- Input:
################

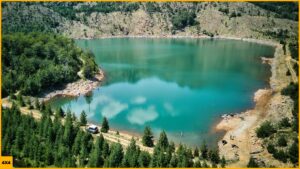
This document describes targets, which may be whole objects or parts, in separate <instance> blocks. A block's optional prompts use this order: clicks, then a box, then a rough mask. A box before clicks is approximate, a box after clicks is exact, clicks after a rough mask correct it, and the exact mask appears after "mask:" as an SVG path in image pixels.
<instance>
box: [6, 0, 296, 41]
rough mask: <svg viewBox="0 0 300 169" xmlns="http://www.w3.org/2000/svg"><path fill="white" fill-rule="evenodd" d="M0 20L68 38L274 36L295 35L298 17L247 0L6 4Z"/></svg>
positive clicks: (246, 37)
mask: <svg viewBox="0 0 300 169" xmlns="http://www.w3.org/2000/svg"><path fill="white" fill-rule="evenodd" d="M275 16H276V17H275ZM29 18H30V21H28V19H29ZM2 21H3V27H4V32H7V31H16V30H23V29H25V31H30V30H44V31H54V32H58V33H62V34H64V35H65V36H68V37H71V38H99V37H107V36H139V35H143V36H149V35H151V36H170V35H174V36H176V35H177V36H199V35H208V36H218V35H222V36H233V37H240V38H254V39H270V40H273V39H274V36H277V35H285V34H287V35H288V36H296V35H297V27H298V24H297V22H296V21H293V20H290V19H282V18H279V17H278V14H276V13H274V12H271V11H268V10H265V9H262V8H260V7H259V6H257V5H254V4H252V3H247V2H241V3H221V2H220V3H215V2H202V3H127V4H125V5H124V4H120V3H119V4H117V3H116V4H113V5H111V4H108V5H107V6H106V5H105V4H103V3H72V4H69V3H67V4H59V3H58V4H55V3H49V4H43V3H31V4H29V5H26V4H24V3H22V4H21V3H17V4H16V3H5V5H4V6H3V18H2ZM25 22H26V24H25ZM28 22H30V23H32V24H30V23H28ZM24 25H26V26H25V27H22V26H24Z"/></svg>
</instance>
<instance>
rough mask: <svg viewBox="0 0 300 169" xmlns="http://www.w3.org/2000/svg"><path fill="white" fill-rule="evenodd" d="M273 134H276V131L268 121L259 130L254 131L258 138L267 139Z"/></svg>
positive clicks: (256, 129) (265, 121)
mask: <svg viewBox="0 0 300 169" xmlns="http://www.w3.org/2000/svg"><path fill="white" fill-rule="evenodd" d="M274 133H276V130H275V128H274V127H273V125H272V124H271V122H269V121H265V122H264V123H262V124H261V126H260V127H259V128H257V129H256V135H257V137H259V138H265V137H269V136H270V135H272V134H274Z"/></svg>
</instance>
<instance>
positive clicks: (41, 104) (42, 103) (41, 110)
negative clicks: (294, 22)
mask: <svg viewBox="0 0 300 169" xmlns="http://www.w3.org/2000/svg"><path fill="white" fill-rule="evenodd" d="M45 109H46V105H45V102H43V101H42V103H41V104H40V110H41V111H44V110H45Z"/></svg>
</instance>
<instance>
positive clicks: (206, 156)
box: [201, 141, 208, 159]
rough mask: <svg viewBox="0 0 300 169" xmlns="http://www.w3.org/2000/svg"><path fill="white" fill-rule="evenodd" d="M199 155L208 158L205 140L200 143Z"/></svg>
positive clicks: (206, 146)
mask: <svg viewBox="0 0 300 169" xmlns="http://www.w3.org/2000/svg"><path fill="white" fill-rule="evenodd" d="M201 155H202V158H203V159H207V158H208V148H207V145H206V143H205V141H204V142H203V143H202V145H201Z"/></svg>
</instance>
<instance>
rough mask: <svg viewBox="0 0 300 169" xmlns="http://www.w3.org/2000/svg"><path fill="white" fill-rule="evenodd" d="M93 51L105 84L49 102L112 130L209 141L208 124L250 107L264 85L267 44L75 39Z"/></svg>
mask: <svg viewBox="0 0 300 169" xmlns="http://www.w3.org/2000/svg"><path fill="white" fill-rule="evenodd" d="M76 44H77V45H78V46H79V47H81V48H83V49H85V50H91V51H92V52H93V53H94V54H95V59H96V62H97V63H98V65H100V66H101V68H103V69H104V71H105V73H106V78H105V82H104V83H103V84H102V85H101V87H99V88H97V89H95V90H94V91H93V92H92V93H91V95H90V96H80V97H78V98H73V99H71V98H57V99H55V100H53V101H52V102H51V105H52V106H53V107H58V106H62V107H63V108H64V109H65V110H67V109H71V111H73V112H75V113H76V115H78V116H79V114H80V112H81V111H82V110H85V111H86V112H87V115H88V119H89V120H90V121H92V122H94V123H100V122H101V121H102V118H103V116H106V117H107V118H108V119H109V122H110V125H111V127H112V128H114V129H116V130H124V131H128V132H134V133H142V131H143V129H144V127H145V126H147V125H148V126H150V127H151V128H152V129H153V131H154V133H155V135H158V133H159V132H160V131H162V130H165V131H166V132H167V134H168V136H169V138H170V140H173V141H175V142H176V143H179V142H182V143H184V144H187V145H189V146H199V145H200V144H201V142H202V141H203V140H205V141H206V142H208V143H211V144H213V143H215V142H216V140H217V139H218V136H219V135H218V134H217V133H215V132H213V131H212V127H213V125H214V124H215V123H216V122H217V120H218V119H219V118H220V116H221V115H222V114H225V113H240V112H242V111H245V110H247V109H250V108H251V107H253V106H254V103H253V100H252V98H253V95H254V92H255V91H256V90H258V89H260V88H265V87H268V80H269V77H270V75H271V72H270V66H269V65H266V64H262V63H261V59H260V57H261V56H264V57H273V55H274V50H275V49H274V48H273V47H271V46H266V45H261V44H256V43H251V42H244V41H239V40H222V39H218V40H214V39H151V38H149V39H147V38H111V39H94V40H76Z"/></svg>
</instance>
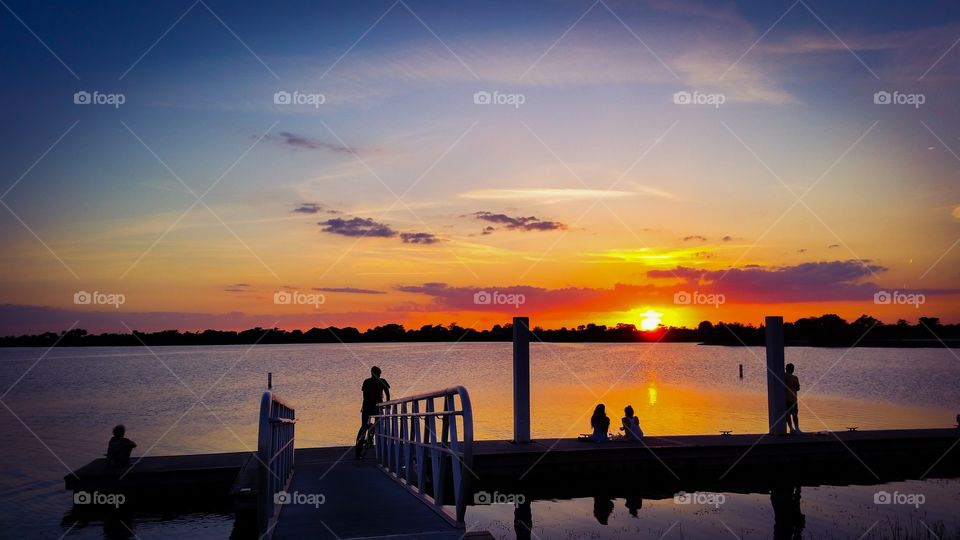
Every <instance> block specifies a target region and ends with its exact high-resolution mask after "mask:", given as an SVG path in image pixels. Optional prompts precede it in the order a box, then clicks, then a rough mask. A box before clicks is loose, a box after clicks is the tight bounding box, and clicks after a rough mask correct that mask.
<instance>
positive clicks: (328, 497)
mask: <svg viewBox="0 0 960 540" xmlns="http://www.w3.org/2000/svg"><path fill="white" fill-rule="evenodd" d="M296 459H297V462H296V469H295V472H294V475H293V481H292V482H291V484H290V488H289V489H288V492H289V493H290V494H291V496H294V494H298V495H300V496H301V497H302V496H304V495H308V496H309V495H311V494H322V496H323V504H320V505H318V506H313V505H310V504H288V505H285V506H284V507H283V510H281V512H280V520H279V523H278V524H277V526H276V528H275V529H274V533H273V538H274V539H275V540H286V539H294V538H316V539H320V540H327V539H330V540H333V539H337V538H344V539H346V538H377V537H382V536H389V537H390V538H391V539H414V538H422V539H424V540H427V539H429V540H448V539H449V540H457V539H460V538H464V531H463V530H461V529H455V528H453V527H451V525H450V523H449V522H448V521H447V520H445V519H444V518H442V517H441V516H440V515H439V514H437V513H436V512H434V511H433V510H432V509H431V508H429V507H428V506H427V505H425V504H423V502H422V501H420V500H419V499H417V498H416V497H414V496H413V495H412V494H411V493H409V492H408V491H407V489H406V488H404V487H403V486H401V485H400V484H399V483H397V482H396V481H394V480H392V479H391V478H390V477H388V476H387V475H386V474H384V473H383V472H381V471H380V470H379V468H378V467H377V465H376V462H375V461H374V460H373V459H372V458H371V457H370V456H368V457H367V459H365V460H363V461H356V460H355V459H354V456H353V448H352V447H334V448H310V449H303V450H298V451H297V458H296ZM314 500H316V499H314ZM468 538H469V537H468Z"/></svg>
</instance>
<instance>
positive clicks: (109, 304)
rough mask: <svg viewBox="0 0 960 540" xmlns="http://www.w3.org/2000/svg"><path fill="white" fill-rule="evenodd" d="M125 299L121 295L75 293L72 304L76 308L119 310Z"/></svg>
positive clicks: (91, 293) (93, 292) (95, 293)
mask: <svg viewBox="0 0 960 540" xmlns="http://www.w3.org/2000/svg"><path fill="white" fill-rule="evenodd" d="M126 301H127V297H126V296H124V295H123V294H121V293H102V292H100V291H93V292H92V293H91V292H87V291H77V292H75V293H73V303H74V304H76V305H78V306H113V307H115V308H117V309H120V306H121V305H123V304H125V303H126Z"/></svg>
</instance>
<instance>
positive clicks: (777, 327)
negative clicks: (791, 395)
mask: <svg viewBox="0 0 960 540" xmlns="http://www.w3.org/2000/svg"><path fill="white" fill-rule="evenodd" d="M765 328H766V341H767V423H768V425H769V428H770V434H771V435H783V434H784V433H786V432H787V419H786V412H787V396H786V386H785V383H784V380H783V377H784V366H783V362H784V340H783V317H774V316H770V317H767V318H766V325H765Z"/></svg>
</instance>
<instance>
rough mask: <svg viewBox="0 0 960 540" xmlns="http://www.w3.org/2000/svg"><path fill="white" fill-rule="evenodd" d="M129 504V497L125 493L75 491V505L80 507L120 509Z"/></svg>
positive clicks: (74, 499)
mask: <svg viewBox="0 0 960 540" xmlns="http://www.w3.org/2000/svg"><path fill="white" fill-rule="evenodd" d="M126 502H127V496H126V495H124V494H123V493H100V492H99V491H94V492H93V493H90V492H88V491H75V492H74V493H73V504H75V505H78V506H90V505H94V506H112V507H114V508H120V506H122V505H123V504H124V503H126Z"/></svg>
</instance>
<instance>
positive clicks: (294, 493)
mask: <svg viewBox="0 0 960 540" xmlns="http://www.w3.org/2000/svg"><path fill="white" fill-rule="evenodd" d="M326 502H327V497H326V496H325V495H324V494H323V493H300V492H299V491H294V492H293V493H291V492H289V491H284V490H280V491H278V492H276V493H274V494H273V503H274V504H299V505H306V506H312V507H314V508H319V507H320V505H321V504H325V503H326Z"/></svg>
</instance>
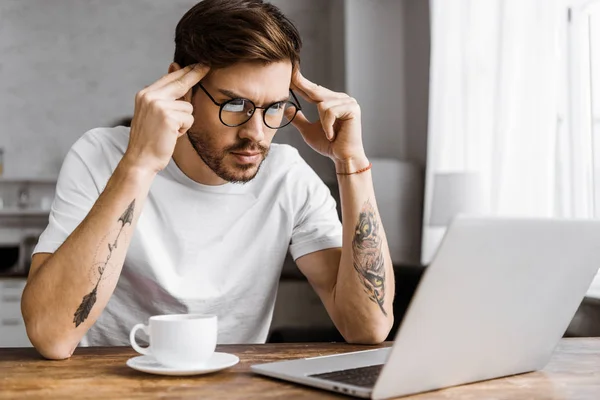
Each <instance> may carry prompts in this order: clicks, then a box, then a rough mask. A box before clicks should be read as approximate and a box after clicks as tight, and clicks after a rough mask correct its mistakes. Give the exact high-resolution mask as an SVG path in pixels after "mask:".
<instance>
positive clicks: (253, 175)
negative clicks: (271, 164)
mask: <svg viewBox="0 0 600 400" xmlns="http://www.w3.org/2000/svg"><path fill="white" fill-rule="evenodd" d="M187 137H188V139H189V141H190V143H191V144H192V147H193V148H194V150H196V153H197V154H198V156H199V157H200V158H201V159H202V161H204V164H206V165H207V166H208V168H210V169H211V170H212V171H213V172H214V173H215V174H216V175H217V176H218V177H219V178H221V179H223V180H225V181H227V182H231V183H240V184H244V183H248V182H250V181H251V180H252V179H254V178H255V177H256V175H257V174H258V171H260V167H261V165H262V163H263V161H264V160H265V159H266V158H267V156H268V155H269V148H268V147H265V146H262V145H260V144H259V143H256V142H253V141H252V140H250V139H247V138H244V139H239V140H238V141H237V142H236V143H235V144H233V145H231V146H228V147H226V148H224V149H220V148H218V147H217V146H216V145H215V143H214V142H213V141H212V140H211V135H210V134H208V132H202V131H196V132H191V131H189V130H188V132H187ZM242 151H252V152H260V154H261V160H260V162H259V163H258V164H240V163H236V162H235V161H234V162H231V161H229V163H228V162H227V160H226V157H227V156H228V155H231V153H232V152H242Z"/></svg>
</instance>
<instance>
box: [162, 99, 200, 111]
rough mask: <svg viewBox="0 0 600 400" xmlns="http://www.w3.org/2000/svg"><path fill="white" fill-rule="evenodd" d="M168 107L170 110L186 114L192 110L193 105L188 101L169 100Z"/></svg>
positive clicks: (178, 100)
mask: <svg viewBox="0 0 600 400" xmlns="http://www.w3.org/2000/svg"><path fill="white" fill-rule="evenodd" d="M168 107H169V109H170V110H173V111H181V112H184V113H188V114H191V113H192V112H194V106H192V104H191V103H190V102H188V101H184V100H175V101H169V103H168Z"/></svg>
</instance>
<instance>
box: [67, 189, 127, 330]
mask: <svg viewBox="0 0 600 400" xmlns="http://www.w3.org/2000/svg"><path fill="white" fill-rule="evenodd" d="M134 209H135V199H134V200H133V201H132V202H131V203H130V204H129V206H128V207H127V209H126V210H125V212H123V214H122V215H121V216H120V217H119V219H118V222H120V223H121V228H120V229H119V233H118V234H117V237H116V238H115V240H114V242H113V243H112V244H111V243H108V256H107V257H106V260H105V261H104V262H102V263H101V264H100V265H99V266H97V268H98V274H99V277H98V281H97V282H96V286H94V289H92V291H91V292H90V293H88V294H86V295H85V296H84V297H83V300H82V302H81V304H80V305H79V307H78V308H77V311H75V314H74V315H73V323H74V324H75V326H76V327H78V326H79V325H81V324H82V323H83V321H85V320H86V319H87V317H88V316H89V315H90V311H92V307H93V306H94V304H96V295H97V293H98V285H99V284H100V281H101V280H102V275H104V272H105V271H106V266H107V265H108V262H109V261H110V258H111V256H112V252H113V250H114V249H116V248H117V245H118V243H119V237H120V236H121V232H123V228H125V225H127V224H129V225H131V222H132V221H133V212H134ZM92 268H96V264H94V265H93V266H92Z"/></svg>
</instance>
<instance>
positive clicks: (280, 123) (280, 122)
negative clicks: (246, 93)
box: [221, 99, 296, 129]
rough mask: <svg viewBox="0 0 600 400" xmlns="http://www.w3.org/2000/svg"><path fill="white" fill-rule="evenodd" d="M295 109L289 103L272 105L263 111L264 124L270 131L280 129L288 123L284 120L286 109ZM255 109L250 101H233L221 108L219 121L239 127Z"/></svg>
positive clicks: (289, 102)
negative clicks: (264, 122) (220, 114)
mask: <svg viewBox="0 0 600 400" xmlns="http://www.w3.org/2000/svg"><path fill="white" fill-rule="evenodd" d="M290 107H291V108H294V110H295V109H296V106H295V105H294V103H292V102H289V101H281V102H279V103H275V104H272V105H271V106H270V107H269V108H267V109H266V110H263V111H264V116H263V118H264V122H265V124H266V125H267V126H268V127H269V128H271V129H277V128H281V127H283V126H285V125H287V124H289V122H290V121H288V120H287V119H284V115H285V113H286V110H287V109H288V108H290ZM254 111H255V108H254V104H252V102H251V101H249V100H245V99H233V100H230V101H228V102H226V103H225V104H223V106H222V107H221V121H223V123H224V124H225V125H229V126H239V125H242V124H244V123H246V122H247V121H248V120H249V119H250V118H252V115H253V114H254Z"/></svg>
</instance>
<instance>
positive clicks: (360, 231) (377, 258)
mask: <svg viewBox="0 0 600 400" xmlns="http://www.w3.org/2000/svg"><path fill="white" fill-rule="evenodd" d="M379 235H380V232H379V220H378V218H377V214H376V213H375V209H374V208H373V206H372V205H371V203H369V201H367V202H366V203H365V204H364V205H363V207H362V210H361V211H360V215H359V217H358V222H357V224H356V228H355V229H354V239H353V240H352V255H353V259H354V269H356V272H358V277H359V279H360V281H361V282H362V284H363V286H364V288H365V292H366V293H367V295H368V296H369V298H370V299H371V300H372V301H373V302H375V303H377V304H378V305H379V308H380V309H381V312H383V314H384V315H385V316H387V312H386V311H385V309H384V308H383V303H384V301H385V263H384V258H383V252H382V249H381V247H382V239H381V237H380V236H379Z"/></svg>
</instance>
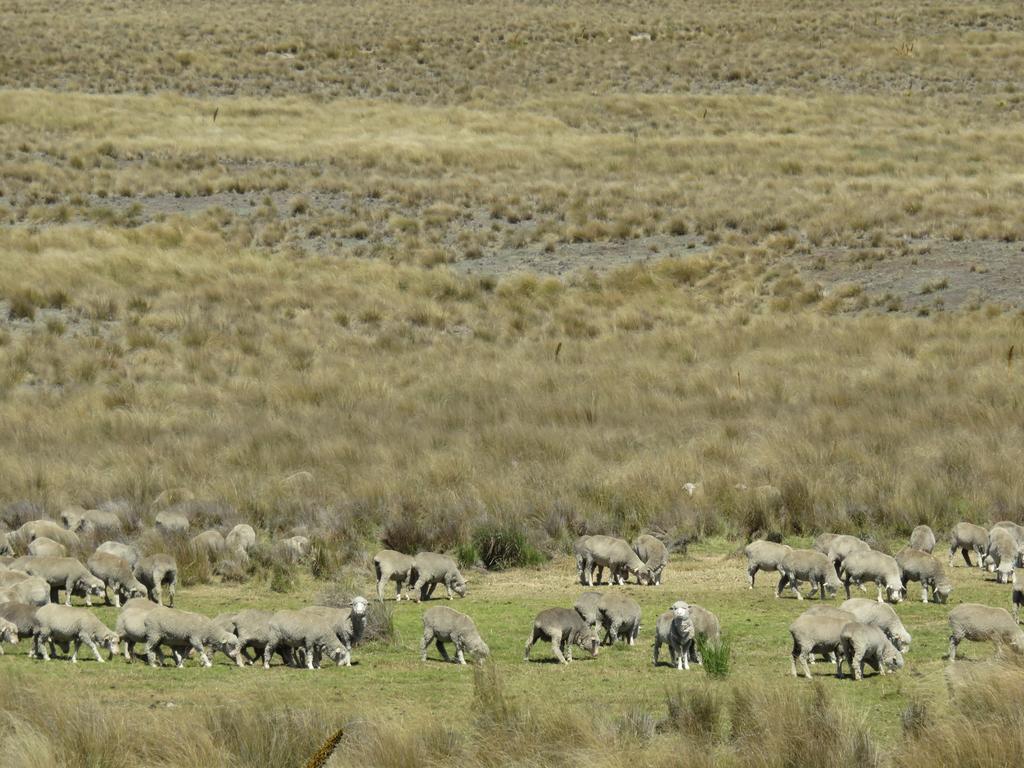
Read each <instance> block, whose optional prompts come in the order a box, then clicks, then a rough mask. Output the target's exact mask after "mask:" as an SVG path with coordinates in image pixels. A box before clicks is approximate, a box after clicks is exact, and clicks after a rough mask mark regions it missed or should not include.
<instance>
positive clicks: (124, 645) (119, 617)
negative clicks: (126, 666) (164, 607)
mask: <svg viewBox="0 0 1024 768" xmlns="http://www.w3.org/2000/svg"><path fill="white" fill-rule="evenodd" d="M156 607H158V606H157V603H155V602H152V601H151V600H148V599H147V598H137V597H135V598H132V599H131V600H128V601H127V602H125V604H124V605H122V606H121V612H120V613H118V622H117V625H116V626H115V628H114V631H115V632H117V633H118V639H119V640H120V641H121V645H122V647H123V648H124V654H125V660H126V662H127V663H128V664H131V663H132V659H133V658H134V657H135V655H136V654H135V644H136V643H144V642H145V615H146V613H148V612H150V611H151V610H153V609H154V608H156Z"/></svg>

################

- Try it:
Rewrite the stretch of the data from its start through the line containing "positive clicks: (246, 37)", replacing "rough mask" with "coarse mask" and keeping everything else unchanged. Leave the pictures out of your answer.

- Exercise response:
This document describes targets, which may be whole objects or parts, in separate <instance> blocks. A block's optional prompts use this order: clicks, then a box, then a coarse mask. A box before clicks is approximate, a box after clicks is exact, clicks after a coarse mask correct it, and the exact mask appears after "mask:" as an SVG path in image pixels.
<instance>
box: [6, 0, 296, 41]
coarse mask: <svg viewBox="0 0 300 169" xmlns="http://www.w3.org/2000/svg"><path fill="white" fill-rule="evenodd" d="M0 20L68 38L274 36L295 35L298 17L247 0L6 4Z"/></svg>
positive clicks: (246, 37)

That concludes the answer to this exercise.